Please reproduce every one of the records below word for word, omitting the pictures.

Image location labeling entries
******************************

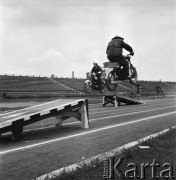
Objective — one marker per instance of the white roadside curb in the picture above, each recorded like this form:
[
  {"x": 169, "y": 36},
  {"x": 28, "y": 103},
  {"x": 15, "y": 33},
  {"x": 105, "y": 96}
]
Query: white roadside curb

******************************

Answer below —
Objective — one marker per instance of the white roadside curb in the picture above, each recorded like this form:
[
  {"x": 169, "y": 36},
  {"x": 28, "y": 103},
  {"x": 15, "y": 33},
  {"x": 105, "y": 96}
]
Query: white roadside curb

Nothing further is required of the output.